**APPLY WHAT YOU READ**
A – Copy the review of The Cat word for word, everything from "Publisher Penguin Classics" down to "Chat] in 1967.".
B – Write what comes next in the review of The Cat, picking up after its last sentence.

**DOCUMENT TEXT**
The Cat

Written by Georges Simenon

Review written by Ali Karim

Ali Karim was a Board Member of Bouchercon [The World Crime & Mystery Convention] and co-chaired programming for Bouchercon Raleigh, North Carolina in 2015. He is Assistant Editor of Shots eZine, British correspondent for The Rap Sheet and writes and reviews for many US magazines & Ezines.


The Cat
Penguin Classics
RRP: £12.99
Released: November 6 2025
PBK

Publisher Penguin Classics have to be applauded for keeping the prolific Belgian author Georges Simenon in print, as well as commissioning new translations of his older works; the most recent of which is The Cat, first published in French [as Le Chat] in 1967.

Though most renowned for his Detective Jules Maigret, who investigated crimes concealed behind the vagaries of human nature, puffing at his trade mark pipe - it is perhaps his novels termed “Romans durs” (his ‘Hard Novels’) which are the most interesting. The Cat, being one of his most intriguing ‘Roman durs’. Simenon embarked the writing of these psychological thrillers in an attempt to secure a Nobel Prize for literature (which he sadly never received).

The plot of The Cat is simple enough. Elderly Parisian Emile Bouin and his wife Marguerite share a house in which they appear at war with each other. They communicate by exchanging hand-written notes as neither wishes to talk following the poisoning of Emile’s beloved Joseph – the pet that gives the novel its title and the focus of their emotional disharmony.

Both had been happily married before, but became lonely widowers in their seventies. As they were neighbours in a cul-de-sac, they married [out of convenience] with Emile moving into Marguerite’s house with his beloved Cat, Joseph. That’s when the problems start between Emile’s new wife and her own pet, a silent Parrot named Coco. Though they appear to have grown to hate each other, the narrative weaves symptoms of marital strife into a black comedy of errors. It appears that Emile is from a ‘working man’ background, which Marguerite considers coarse as she does of his former [and late] wife Angele. She on the other hand considers herself refined [perhaps petite bourgeois]. Her former [and late] husband was a concert violinist and music teacher; and her late father a business owner of a renowned biscuit factory.

[Dataset records]
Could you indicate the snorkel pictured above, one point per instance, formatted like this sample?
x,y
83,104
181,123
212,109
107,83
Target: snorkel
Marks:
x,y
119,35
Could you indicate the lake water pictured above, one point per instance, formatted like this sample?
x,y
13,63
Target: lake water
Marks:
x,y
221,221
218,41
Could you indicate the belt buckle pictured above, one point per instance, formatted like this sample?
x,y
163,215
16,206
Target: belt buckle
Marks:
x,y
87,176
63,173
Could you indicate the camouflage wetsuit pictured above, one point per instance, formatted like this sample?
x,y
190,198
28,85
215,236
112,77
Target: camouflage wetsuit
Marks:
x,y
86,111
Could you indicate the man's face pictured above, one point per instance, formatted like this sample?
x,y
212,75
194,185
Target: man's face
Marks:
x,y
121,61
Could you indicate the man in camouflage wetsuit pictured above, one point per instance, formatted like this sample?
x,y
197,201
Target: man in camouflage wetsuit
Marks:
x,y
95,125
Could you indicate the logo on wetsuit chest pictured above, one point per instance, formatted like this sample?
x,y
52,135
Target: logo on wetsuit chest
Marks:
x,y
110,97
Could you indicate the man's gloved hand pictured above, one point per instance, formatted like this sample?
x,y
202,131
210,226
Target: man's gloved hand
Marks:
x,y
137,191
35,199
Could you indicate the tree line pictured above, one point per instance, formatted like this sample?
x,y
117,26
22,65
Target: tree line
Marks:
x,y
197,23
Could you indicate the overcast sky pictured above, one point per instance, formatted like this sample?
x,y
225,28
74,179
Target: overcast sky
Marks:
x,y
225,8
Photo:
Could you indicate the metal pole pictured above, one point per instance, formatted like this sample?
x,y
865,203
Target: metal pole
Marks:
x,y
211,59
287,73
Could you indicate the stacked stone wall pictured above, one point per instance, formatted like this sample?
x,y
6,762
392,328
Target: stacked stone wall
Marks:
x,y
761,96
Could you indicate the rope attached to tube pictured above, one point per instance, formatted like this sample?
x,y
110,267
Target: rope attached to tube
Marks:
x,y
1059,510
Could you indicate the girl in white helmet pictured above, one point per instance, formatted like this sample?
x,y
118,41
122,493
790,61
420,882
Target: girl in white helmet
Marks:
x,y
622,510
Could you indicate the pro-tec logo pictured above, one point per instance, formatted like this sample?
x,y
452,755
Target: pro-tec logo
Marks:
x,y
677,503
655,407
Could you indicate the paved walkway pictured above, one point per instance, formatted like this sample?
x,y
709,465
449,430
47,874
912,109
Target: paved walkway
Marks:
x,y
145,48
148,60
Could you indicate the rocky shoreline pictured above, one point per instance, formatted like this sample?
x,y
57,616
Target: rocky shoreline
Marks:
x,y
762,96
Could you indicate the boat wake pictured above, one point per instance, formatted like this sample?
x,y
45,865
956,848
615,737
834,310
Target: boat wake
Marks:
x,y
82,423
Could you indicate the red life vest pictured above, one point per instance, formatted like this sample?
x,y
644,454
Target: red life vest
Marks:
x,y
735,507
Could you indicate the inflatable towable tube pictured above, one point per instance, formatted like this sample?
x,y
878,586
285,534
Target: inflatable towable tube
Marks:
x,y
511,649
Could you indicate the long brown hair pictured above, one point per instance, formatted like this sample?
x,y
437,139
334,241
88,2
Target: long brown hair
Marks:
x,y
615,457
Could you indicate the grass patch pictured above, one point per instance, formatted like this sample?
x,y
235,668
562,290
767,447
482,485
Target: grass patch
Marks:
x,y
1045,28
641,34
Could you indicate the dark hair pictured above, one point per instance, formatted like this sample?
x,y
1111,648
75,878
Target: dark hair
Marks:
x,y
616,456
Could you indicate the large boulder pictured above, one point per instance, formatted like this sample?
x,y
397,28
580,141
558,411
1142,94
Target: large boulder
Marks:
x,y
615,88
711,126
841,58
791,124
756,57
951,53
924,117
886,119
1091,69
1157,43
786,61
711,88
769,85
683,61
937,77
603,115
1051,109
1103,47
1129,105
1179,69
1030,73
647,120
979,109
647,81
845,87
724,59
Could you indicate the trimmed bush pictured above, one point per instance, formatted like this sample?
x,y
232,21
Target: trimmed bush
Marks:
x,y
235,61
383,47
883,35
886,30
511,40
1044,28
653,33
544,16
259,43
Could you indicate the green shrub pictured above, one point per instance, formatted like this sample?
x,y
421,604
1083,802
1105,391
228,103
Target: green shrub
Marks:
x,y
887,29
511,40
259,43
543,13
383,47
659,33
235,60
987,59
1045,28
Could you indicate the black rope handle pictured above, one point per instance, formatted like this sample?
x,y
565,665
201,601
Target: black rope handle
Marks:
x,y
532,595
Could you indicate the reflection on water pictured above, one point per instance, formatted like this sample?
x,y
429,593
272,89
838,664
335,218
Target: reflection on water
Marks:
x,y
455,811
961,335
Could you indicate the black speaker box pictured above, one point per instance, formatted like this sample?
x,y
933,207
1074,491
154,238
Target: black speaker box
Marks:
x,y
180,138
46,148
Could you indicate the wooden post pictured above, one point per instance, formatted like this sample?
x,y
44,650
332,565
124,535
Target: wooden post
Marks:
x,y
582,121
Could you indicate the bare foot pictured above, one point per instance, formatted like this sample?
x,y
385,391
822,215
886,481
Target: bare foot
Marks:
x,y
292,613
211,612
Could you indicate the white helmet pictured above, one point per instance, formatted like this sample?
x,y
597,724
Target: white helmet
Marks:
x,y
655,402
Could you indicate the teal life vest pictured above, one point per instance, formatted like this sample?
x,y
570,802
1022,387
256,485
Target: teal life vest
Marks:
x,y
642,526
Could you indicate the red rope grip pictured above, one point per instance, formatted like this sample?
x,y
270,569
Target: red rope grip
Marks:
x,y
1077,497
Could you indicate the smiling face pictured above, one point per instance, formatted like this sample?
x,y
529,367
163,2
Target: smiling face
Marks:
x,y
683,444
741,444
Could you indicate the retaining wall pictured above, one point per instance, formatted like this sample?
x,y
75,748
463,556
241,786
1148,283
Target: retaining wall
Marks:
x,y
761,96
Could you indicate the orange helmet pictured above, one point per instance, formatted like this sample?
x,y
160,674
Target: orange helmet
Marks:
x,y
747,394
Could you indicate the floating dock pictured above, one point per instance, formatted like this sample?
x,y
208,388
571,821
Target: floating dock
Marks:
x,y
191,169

**ANSWERS FOR THE TASKS**
A –
Publisher Penguin Classics have to be applauded for keeping the prolific Belgian author Georges Simenon in print, as well as commissioning new translations of his older works; the most recent of which is The Cat, first published in French [as Le Chat] in 1967.

B –
In parallel to their marital strife, a new block of flats is being erected opposite. As construction work intensifies in their cul-de-sac, their relationship fractures until Emile moves out of their home. The question posed as this slim volumes closes is whether they can live with or without each other?

A short examination into human nature and how a domestic situation distorts with age and circumstance – Simenon’s novel is at times funny, and at other times tragic – but at all times – engaging and insightful.

What I enjoy about the author’s work is his economy in telling a story where the plot unspools as the characters unravel and in-concert.  

Perhaps not for everyone, but I found The Cat beautiful.  

Notes from the Editor

Translated into English by Ros Schwartz

More information about Georges Simenon from Barry Forshaw is available from his insightful book “SIMENON: The Man, The Books, The Films”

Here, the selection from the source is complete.